## start READING PASSAGE

However, to understand child development, we cannot limit ourselves to recognizing the culture’s importance. D. Elkonin emphasized that culture is a source of development, but only if the child himself/herself actively interacts with it [19, p. 15].
According to L. Vygotsky, the mastering of culture is ensured by the development of higher mental functions, which are characterized by mediation, awareness, arbitrariness and systematicity. In other words, one must admit that there is a process of interaction between the child and culture.
The purpose of this article is to analyze the process of interaction between a child and culture in the structure of preschool age. We consider the following analysis tasks.
- To determine the structural units of the space in which the process of interaction with culture unfolds.
- To identify mechanisms of interaction with culture.
- To explore the structure of preschool age.
We believe that the process of interaction with culture is actualized in a special space, which is society.
Speaking about society, one must keep in mind that the concept of “society” is in the formation process and it undergoes transformation in the developing of interpretations in the context of a particular theory. We use the “society” concept as a working definition that allows us to highlight the properties of culture that interest us as an object with which the child interacts. When we talk about society, we mean that, along with other components, society has a system of rules (or norms) associated with objects of human culture (or artifacts). In this sense, a cultural artifact is a completed (relatively integral) fragment of content that has become significant for society members. According to A. Leontiev, artifacts are discoveries, inventions or works of art. Due to this circumstance, a normative situation is created, including an artifact and rules of action associated with this artifact. In this regard, we are close to the position of R. Merton, who identified norms, roles and values as part of the society’s normative structure (p. 258). As we noted earlier, society includes a normative system associated with cultural artifacts [3]. This means that a normative system is a union of normative situations, which are units of this system, and therefore units of society. The normative system characterizes one of the basic layers of society. The normative situation is structured as follows.
It is a cultural artifact, in relation to which rules of action or instructions for certain behavior are given. A subject who physically approaches an artifact enters the space of a normative situation and must act in accordance with its rules or norms. Moreover, if a person does not comply with social norms, society uses various forms of coercion: from friendly advice to direct violence.

## end READING PASSAGE

__TASK 1__: In the passage on child development and culture, what does society do when a person does not comply with social norms?
__TASK 2__: Return the passage on child development and culture from "According to L." to "interaction with culture.".
__TASK 3__: Write the next part of the passage on child development and culture, picking up after its final sentence.
The records have no connection to the passage on child development and culture.

## start DATA ROWS

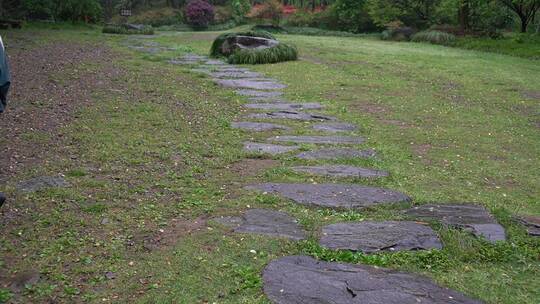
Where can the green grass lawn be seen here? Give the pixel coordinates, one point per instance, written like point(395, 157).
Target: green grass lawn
point(450, 125)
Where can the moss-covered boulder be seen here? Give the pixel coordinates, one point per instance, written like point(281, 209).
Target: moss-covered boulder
point(252, 48)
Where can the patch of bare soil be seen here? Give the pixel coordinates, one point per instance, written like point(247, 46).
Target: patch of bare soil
point(252, 167)
point(48, 84)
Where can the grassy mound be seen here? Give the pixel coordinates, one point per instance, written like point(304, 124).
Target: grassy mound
point(216, 46)
point(279, 53)
point(435, 37)
point(122, 30)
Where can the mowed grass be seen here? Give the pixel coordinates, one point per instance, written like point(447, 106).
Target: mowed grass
point(157, 159)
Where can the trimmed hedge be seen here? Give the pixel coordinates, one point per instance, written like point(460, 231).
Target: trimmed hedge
point(434, 37)
point(216, 46)
point(281, 52)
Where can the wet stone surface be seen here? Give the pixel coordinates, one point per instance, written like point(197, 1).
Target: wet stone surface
point(260, 94)
point(291, 115)
point(235, 74)
point(42, 182)
point(267, 222)
point(257, 126)
point(250, 84)
point(335, 127)
point(302, 280)
point(319, 139)
point(371, 237)
point(473, 218)
point(340, 171)
point(531, 223)
point(268, 148)
point(339, 196)
point(284, 106)
point(336, 153)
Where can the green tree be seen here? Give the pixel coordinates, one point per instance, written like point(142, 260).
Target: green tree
point(525, 9)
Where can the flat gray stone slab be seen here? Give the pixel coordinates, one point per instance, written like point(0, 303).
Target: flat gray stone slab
point(532, 223)
point(336, 153)
point(250, 84)
point(371, 237)
point(284, 106)
point(340, 171)
point(266, 222)
point(291, 115)
point(333, 195)
point(235, 74)
point(259, 94)
point(473, 218)
point(258, 126)
point(335, 127)
point(268, 148)
point(334, 140)
point(304, 280)
point(42, 182)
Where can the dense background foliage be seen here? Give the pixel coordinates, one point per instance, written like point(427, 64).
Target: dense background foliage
point(482, 17)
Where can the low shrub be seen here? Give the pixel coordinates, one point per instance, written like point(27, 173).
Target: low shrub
point(216, 45)
point(281, 52)
point(124, 30)
point(199, 14)
point(434, 37)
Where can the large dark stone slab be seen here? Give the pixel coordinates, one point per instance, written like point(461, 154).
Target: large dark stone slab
point(336, 153)
point(268, 148)
point(267, 222)
point(334, 140)
point(473, 218)
point(250, 84)
point(333, 195)
point(42, 182)
point(532, 223)
point(258, 126)
point(370, 237)
point(284, 106)
point(340, 171)
point(291, 115)
point(235, 74)
point(260, 94)
point(335, 127)
point(304, 280)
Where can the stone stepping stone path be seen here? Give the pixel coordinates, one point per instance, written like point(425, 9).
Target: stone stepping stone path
point(303, 280)
point(332, 140)
point(257, 126)
point(291, 115)
point(339, 196)
point(340, 171)
point(532, 223)
point(336, 153)
point(250, 84)
point(267, 222)
point(473, 218)
point(268, 148)
point(284, 106)
point(42, 182)
point(260, 94)
point(371, 237)
point(335, 127)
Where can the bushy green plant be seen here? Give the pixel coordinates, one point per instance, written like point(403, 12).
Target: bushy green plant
point(281, 52)
point(240, 9)
point(122, 30)
point(435, 37)
point(216, 45)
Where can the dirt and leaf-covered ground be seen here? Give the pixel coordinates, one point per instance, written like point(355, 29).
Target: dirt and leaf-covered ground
point(148, 150)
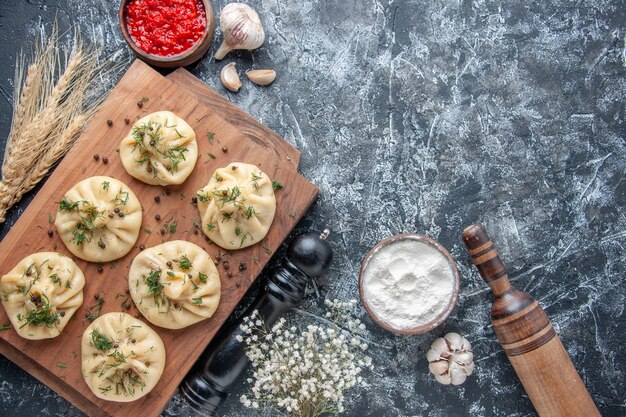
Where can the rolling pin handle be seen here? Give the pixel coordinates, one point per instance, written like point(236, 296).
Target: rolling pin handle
point(486, 258)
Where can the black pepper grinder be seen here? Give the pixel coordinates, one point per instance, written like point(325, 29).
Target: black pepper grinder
point(224, 361)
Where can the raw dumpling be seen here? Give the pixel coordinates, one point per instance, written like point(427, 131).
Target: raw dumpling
point(41, 293)
point(237, 206)
point(160, 149)
point(122, 358)
point(174, 284)
point(99, 219)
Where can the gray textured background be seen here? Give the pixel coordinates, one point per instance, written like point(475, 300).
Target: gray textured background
point(426, 116)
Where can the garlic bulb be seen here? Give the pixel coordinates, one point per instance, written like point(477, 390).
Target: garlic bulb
point(230, 78)
point(261, 77)
point(451, 359)
point(241, 27)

## end DATA ROWS

__TASK RESPONSE 1__: It uses various forms of coercion, from friendly advice to direct violence.

__TASK RESPONSE 2__:
According to L. Vygotsky, the mastering of culture is ensured by the development of higher mental functions, which are characterized by mediation, awareness, arbitrariness and systematicity. In other words, one must admit that there is a process of interaction between the child and culture.
The purpose of this article is to analyze the process of interaction between a child and culture in the structure of preschool age. We consider the following analysis tasks.
- To determine the structural units of the space in which the process of interaction with culture unfolds.
- To identify mechanisms of interaction with culture.

__TASK RESPONSE 3__:
The normative situation presupposes the presence of two sides: visible and hidden. The visible side is determined by the material from which the artifact is created. The hidden side is determined by the rules, regulations, etc., which constitute its ideal side. According to A. Losev, any situation includes visible signs as well as hidden ones, such as expectations, requirements, rules [17, p. 805-806].
It is clear that mastering a normative situation outside of communication and activity with an adult is impossible since the rules of interaction with an artifact are not derived from its appearance, but are transmitted by adult members of society, as written by L. Vygotsky, A. Leontiev and other authors.
That being the case, in relation to the normative situation, the child is an individual dependent on the adult. In other words, a child is a student of an adult, and an adult act for him/her as a teacher, that is, as a bearer of mankind’s achievements. Consequently, the normative situation is a tool aimed at mastering mankind’s achievements. The mastering process has as its goal the formation of behavior that is adequate to the rules developed during the society’s cultural development for this situation. Otherwise stated, mastering a normative situation is a learning process. Learning occurs in the zone of proximal development, which is located on the border of the normative situation. It should be borne in mind that the children’s actions in a normative situation may correspond to the level of actual development, or they may be on the border of an under mastered normative situation, that is, in the zone of proximal development.
We also would like to note that, according to E. Ilyenkov, the ideal form exists only in activity [13]. In the products of activity, such as, for example, various artifacts of human culture, alienated, frozen forms of the ideal are presented. They can only be brought to life for the child with an adult’s help who mastered these forms. In this case, the function of normative situations becomes clear. Finding himself/herself in a normative situation with a child, the adult specifically reveals the artifact’s ideal, invisible side.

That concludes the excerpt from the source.